--- What you are asked to do ---
Format the lines of the items below as a numbered list, skipping any blank lines. Leave the pictures out of your answer.
-- BEGIN Materials provided --
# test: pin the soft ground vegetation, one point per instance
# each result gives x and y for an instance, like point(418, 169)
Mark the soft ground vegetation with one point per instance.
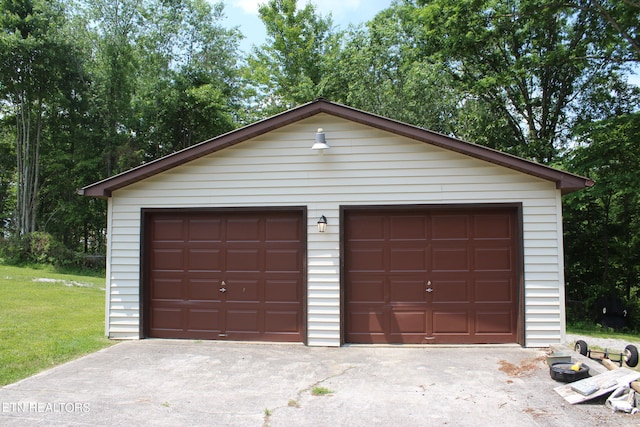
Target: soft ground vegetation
point(47, 318)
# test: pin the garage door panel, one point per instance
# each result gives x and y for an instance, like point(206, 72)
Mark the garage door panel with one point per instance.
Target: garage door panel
point(449, 227)
point(492, 259)
point(208, 320)
point(452, 281)
point(406, 291)
point(282, 321)
point(167, 289)
point(204, 260)
point(167, 318)
point(245, 260)
point(243, 321)
point(493, 321)
point(366, 228)
point(282, 260)
point(165, 229)
point(494, 226)
point(368, 290)
point(242, 291)
point(407, 227)
point(366, 321)
point(494, 290)
point(283, 230)
point(225, 275)
point(202, 290)
point(361, 259)
point(407, 322)
point(205, 230)
point(168, 259)
point(450, 322)
point(449, 259)
point(282, 290)
point(450, 291)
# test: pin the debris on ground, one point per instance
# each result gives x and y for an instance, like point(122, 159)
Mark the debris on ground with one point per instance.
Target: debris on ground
point(618, 383)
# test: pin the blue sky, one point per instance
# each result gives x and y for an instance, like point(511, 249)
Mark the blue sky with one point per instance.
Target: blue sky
point(244, 14)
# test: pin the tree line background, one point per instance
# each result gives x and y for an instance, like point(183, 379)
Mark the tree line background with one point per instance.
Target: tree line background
point(91, 88)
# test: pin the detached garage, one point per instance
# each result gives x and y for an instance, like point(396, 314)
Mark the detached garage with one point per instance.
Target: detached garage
point(327, 225)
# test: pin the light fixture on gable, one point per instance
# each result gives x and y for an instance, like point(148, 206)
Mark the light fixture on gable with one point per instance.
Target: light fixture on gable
point(321, 142)
point(322, 224)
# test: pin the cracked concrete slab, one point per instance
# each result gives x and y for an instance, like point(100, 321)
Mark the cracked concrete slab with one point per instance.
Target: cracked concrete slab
point(175, 383)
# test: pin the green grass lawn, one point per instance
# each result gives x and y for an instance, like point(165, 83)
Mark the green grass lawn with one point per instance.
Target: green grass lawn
point(47, 318)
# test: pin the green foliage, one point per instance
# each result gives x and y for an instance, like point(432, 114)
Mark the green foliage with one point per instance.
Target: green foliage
point(524, 62)
point(602, 224)
point(290, 69)
point(37, 247)
point(46, 319)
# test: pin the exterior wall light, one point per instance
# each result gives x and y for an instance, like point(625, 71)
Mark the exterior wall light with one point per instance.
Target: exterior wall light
point(322, 224)
point(321, 142)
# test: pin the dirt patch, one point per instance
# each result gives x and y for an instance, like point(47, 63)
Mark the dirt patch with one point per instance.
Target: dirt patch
point(525, 368)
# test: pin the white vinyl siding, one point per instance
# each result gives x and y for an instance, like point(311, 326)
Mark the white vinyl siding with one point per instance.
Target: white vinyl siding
point(364, 166)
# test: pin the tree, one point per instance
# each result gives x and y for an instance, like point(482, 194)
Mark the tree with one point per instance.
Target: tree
point(619, 20)
point(290, 68)
point(189, 86)
point(34, 62)
point(602, 224)
point(525, 61)
point(380, 70)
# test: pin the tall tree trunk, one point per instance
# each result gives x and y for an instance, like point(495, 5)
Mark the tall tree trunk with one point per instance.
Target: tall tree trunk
point(29, 126)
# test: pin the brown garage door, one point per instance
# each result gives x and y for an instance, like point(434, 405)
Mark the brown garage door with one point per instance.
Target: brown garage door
point(438, 276)
point(224, 275)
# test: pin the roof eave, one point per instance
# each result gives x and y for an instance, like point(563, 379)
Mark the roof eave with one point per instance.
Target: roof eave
point(565, 181)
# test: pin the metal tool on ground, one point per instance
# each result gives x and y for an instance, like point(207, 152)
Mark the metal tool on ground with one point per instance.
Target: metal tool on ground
point(629, 356)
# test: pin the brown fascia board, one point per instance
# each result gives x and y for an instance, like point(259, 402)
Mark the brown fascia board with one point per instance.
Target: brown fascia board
point(565, 181)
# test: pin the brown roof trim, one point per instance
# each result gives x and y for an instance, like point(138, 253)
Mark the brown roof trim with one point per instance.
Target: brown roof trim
point(565, 181)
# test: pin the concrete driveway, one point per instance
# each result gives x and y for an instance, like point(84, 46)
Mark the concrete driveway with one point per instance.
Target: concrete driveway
point(177, 383)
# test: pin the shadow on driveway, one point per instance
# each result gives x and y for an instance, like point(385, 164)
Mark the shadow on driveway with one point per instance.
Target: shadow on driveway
point(176, 383)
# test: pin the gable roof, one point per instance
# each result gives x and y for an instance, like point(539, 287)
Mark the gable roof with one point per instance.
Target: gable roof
point(565, 181)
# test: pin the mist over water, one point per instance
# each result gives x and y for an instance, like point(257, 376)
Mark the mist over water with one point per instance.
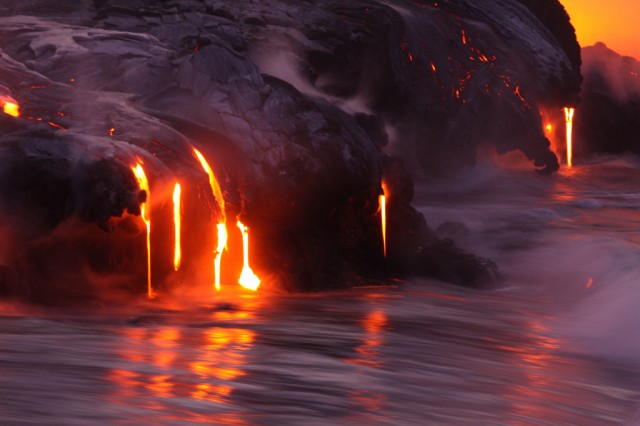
-- END Materials provided --
--- Correct answer ---
1. # test: pin the soft ground vegetation, one point per instance
2. # each result gives x and y for an instance, like point(418, 169)
3. Mark the soft ground vegetation with one point per instance.
4. Target: soft ground vegetation
5. point(47, 318)
6. # test: pin the garage door panel, one point per instance
7. # each result gives x and y for an instance, like point(206, 72)
8. Mark the garage door panel with one point per instance.
9. Target: garage door panel
10. point(449, 227)
11. point(492, 259)
12. point(208, 320)
13. point(452, 281)
14. point(406, 291)
15. point(282, 321)
16. point(167, 289)
17. point(204, 260)
18. point(167, 318)
19. point(245, 260)
20. point(243, 321)
21. point(493, 321)
22. point(366, 228)
23. point(282, 260)
24. point(165, 229)
25. point(494, 226)
26. point(368, 290)
27. point(242, 291)
28. point(407, 227)
29. point(366, 321)
30. point(494, 290)
31. point(283, 230)
32. point(225, 275)
33. point(202, 290)
34. point(361, 259)
35. point(407, 322)
36. point(205, 230)
37. point(168, 259)
38. point(450, 322)
39. point(449, 259)
40. point(282, 290)
41. point(450, 291)
42. # test: pin the debris on ground, one point per instance
43. # each result gives x and y for an instance, like point(122, 159)
44. Mark the debris on ground with one point per instance.
45. Target: debris on ground
46. point(618, 383)
47. # test: pin the blue sky, one point per instance
48. # each result gives x and y for an instance, like point(511, 249)
49. Mark the blue sky with one point per instance.
50. Target: blue sky
51. point(244, 14)
52. # test: pin the tree line background, one point per instance
53. # each result gives x and y for an instance, like point(183, 379)
54. Mark the tree line background with one point per instance.
55. Target: tree line background
56. point(91, 88)
57. # test: pin the detached garage, one point per instance
58. # each result gives x and y for an instance, like point(396, 314)
59. Mark the detached garage with one point per instance.
60. Target: detached garage
61. point(327, 225)
62. # test: pin the light fixture on gable, one point per instance
63. # each result gives x and y for an instance, like point(148, 206)
64. Mark the light fixture on gable with one point per instance.
65. Target: light fixture on gable
66. point(321, 142)
67. point(322, 224)
68. # test: pin the cracked concrete slab, one point per instance
69. # each result gives x and y for an instance, like point(100, 321)
70. Mark the cracked concrete slab with one point per instance.
71. Target: cracked concrete slab
72. point(175, 383)
73. # test: pin the green grass lawn, one point per instance
74. # each result gives x and y for an instance, like point(165, 83)
75. Mark the green grass lawn with one point per instance.
76. Target: green grass lawn
77. point(47, 318)
78. # test: pin the green foliage, one point per instance
79. # each result gives x and y for an instance, like point(432, 114)
80. Mark the green foliage with one point per instance.
81. Target: green foliage
82. point(524, 62)
83. point(602, 224)
84. point(290, 69)
85. point(37, 247)
86. point(46, 319)
87. # test: pin the exterior wall light, one point per instance
88. # each result gives x and y for an instance, like point(625, 71)
89. Mark the exterior wall light with one point per instance.
90. Target: exterior wall light
91. point(322, 224)
92. point(321, 142)
93. # test: pin the dirt patch, one point per instance
94. # each result gives x and y for an instance, like point(47, 63)
95. Mark the dirt patch with one point per instance.
96. Target: dirt patch
97. point(525, 368)
98. # test: pin the white vinyl siding, one point per instance
99. # each result gives x and y for an instance, like point(311, 326)
100. Mark the white vinyl siding with one point per instance.
101. Target: white vinyl siding
102. point(364, 166)
103. # test: pin the tree, one point per instance
104. # each result gives x and y for an instance, like point(482, 194)
105. Mark the tree with one point per instance.
106. Target: tree
107. point(619, 20)
108. point(290, 68)
109. point(189, 86)
110. point(34, 62)
111. point(602, 224)
112. point(525, 61)
113. point(380, 70)
114. # test: pin the tall tree trunk, one point per instance
115. # each result gives x and y for an instance, like point(495, 5)
116. Mark the tall tree trunk with one point per instance.
117. Target: tall tree trunk
118. point(29, 126)
119. # test: pin the brown garage door, one point per instance
120. # each result gives x and y for an instance, like point(434, 405)
121. Mark the brown garage door with one point per instance.
122. Target: brown garage door
123. point(438, 276)
124. point(224, 275)
125. # test: pin the roof eave, one point per instance
126. # each result gives x and y for an instance, like point(563, 379)
127. Mark the roof eave with one point per instance.
128. Target: roof eave
129. point(565, 181)
130. # test: pin the metal tool on ground, one point per instance
131. # each result gives x and y for an instance, like point(207, 152)
132. Mark the metal tool on ground with one point per instance.
133. Target: metal tool on ground
134. point(629, 356)
135. # test: pin the brown fascia board, one point per instance
136. # each result gives x and y for an instance, like point(259, 402)
137. Mark the brown fascia board with one point per instance.
138. Target: brown fascia board
139. point(565, 181)
140. # test: pin the brown roof trim, one point per instance
141. # each result gives x and y for an instance, like point(138, 253)
142. Mark the brown roof trim with one point per instance.
143. Target: brown roof trim
144. point(565, 181)
145. # test: pin the concrete driveway, one point per instance
146. # each result gives x and y for an instance, like point(84, 46)
147. Mark the concrete driveway with one point per instance.
148. Target: concrete driveway
149. point(177, 383)
150. # test: pin the shadow on driveway, one point per instance
151. # each result gives x and y for an instance, like point(385, 164)
152. Mark the shadow on driveway with one point per instance.
153. Target: shadow on driveway
154. point(176, 383)
155. # test: pin the gable roof, one point per instance
156. # each result gives x and y for an instance, like point(539, 287)
157. Mark the gable roof with one point per instance.
158. Target: gable roof
159. point(565, 181)
160. # test: pin the mist over water, one point per instance
161. # each result gives x and y for an instance, like point(257, 376)
162. Mark the mist over water with one point per instance.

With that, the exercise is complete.